### Exercise input ###

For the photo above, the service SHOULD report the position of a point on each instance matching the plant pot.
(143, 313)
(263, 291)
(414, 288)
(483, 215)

###

What you have to do: As the exercise requires, copy out the data shown above word for word.

Solution for this task:
For the photo above, the service SHOULD report the position of a point on each instance matching the plant pot.
(143, 313)
(263, 291)
(414, 288)
(483, 215)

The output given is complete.